◆ **TASK DESCRIPTION**
Return the rows below word for word, beginning at the line that contains "Give the innermost point of each instance of the cloudy" and stopping after the line that contains "Give the innermost point of each instance of the rolled".

◆ **INPUT DATA**

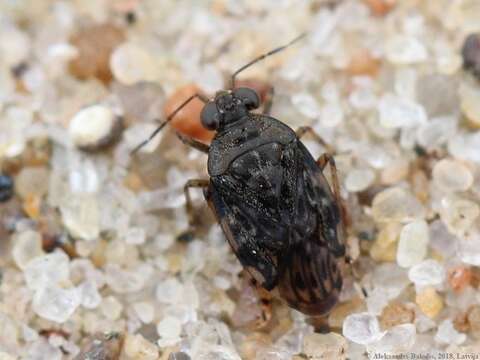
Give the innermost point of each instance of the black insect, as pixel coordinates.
---
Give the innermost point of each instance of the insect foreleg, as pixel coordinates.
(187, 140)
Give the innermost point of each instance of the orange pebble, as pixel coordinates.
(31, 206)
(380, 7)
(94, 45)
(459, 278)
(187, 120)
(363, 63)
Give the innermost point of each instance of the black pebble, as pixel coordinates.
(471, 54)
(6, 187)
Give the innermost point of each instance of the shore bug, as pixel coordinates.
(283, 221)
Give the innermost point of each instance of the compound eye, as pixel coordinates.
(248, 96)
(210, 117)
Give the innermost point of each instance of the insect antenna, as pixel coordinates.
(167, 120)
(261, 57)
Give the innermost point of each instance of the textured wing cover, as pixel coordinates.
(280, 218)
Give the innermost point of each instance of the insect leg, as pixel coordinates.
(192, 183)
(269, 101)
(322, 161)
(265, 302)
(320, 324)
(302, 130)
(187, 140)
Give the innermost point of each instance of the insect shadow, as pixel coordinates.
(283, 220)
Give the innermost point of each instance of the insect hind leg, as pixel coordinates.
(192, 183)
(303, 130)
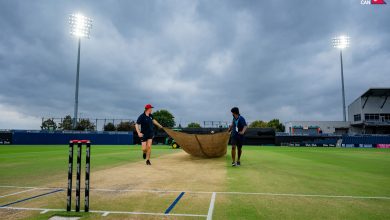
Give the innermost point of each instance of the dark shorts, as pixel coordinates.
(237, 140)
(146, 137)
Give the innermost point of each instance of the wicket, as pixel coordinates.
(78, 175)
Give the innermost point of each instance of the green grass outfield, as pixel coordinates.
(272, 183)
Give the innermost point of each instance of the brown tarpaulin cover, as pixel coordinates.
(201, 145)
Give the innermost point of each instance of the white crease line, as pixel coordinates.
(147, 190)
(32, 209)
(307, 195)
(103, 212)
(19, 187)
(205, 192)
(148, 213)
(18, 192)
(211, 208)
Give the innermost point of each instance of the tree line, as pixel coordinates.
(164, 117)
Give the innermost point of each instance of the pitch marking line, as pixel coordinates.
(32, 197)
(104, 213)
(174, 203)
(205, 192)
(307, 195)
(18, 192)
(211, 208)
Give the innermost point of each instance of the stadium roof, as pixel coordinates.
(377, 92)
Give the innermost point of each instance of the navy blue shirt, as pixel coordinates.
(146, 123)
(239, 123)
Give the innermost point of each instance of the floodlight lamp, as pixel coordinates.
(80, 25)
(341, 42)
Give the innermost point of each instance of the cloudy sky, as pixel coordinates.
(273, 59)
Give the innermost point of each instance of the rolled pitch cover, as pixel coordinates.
==
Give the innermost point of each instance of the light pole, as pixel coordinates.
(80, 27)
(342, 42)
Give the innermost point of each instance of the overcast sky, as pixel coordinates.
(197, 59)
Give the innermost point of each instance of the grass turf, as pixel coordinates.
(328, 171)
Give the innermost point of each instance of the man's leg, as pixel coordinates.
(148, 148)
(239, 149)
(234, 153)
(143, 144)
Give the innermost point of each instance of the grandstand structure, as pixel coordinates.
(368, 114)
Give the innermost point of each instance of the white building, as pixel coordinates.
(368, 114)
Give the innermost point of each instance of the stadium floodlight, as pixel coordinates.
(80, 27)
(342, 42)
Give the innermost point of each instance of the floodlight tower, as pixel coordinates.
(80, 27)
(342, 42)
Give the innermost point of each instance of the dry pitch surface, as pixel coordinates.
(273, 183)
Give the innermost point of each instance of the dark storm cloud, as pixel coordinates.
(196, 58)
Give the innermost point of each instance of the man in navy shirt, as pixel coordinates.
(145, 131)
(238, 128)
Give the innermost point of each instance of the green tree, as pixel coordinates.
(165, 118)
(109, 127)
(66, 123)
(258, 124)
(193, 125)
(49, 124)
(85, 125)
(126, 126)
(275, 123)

◆ **THE OUTPUT**
Give the innermost point of each instance of the cloudy sky, as pixel coordinates.
(273, 59)
Give the innermost point of each instance of the rolled pitch cover, as pixel coordinates.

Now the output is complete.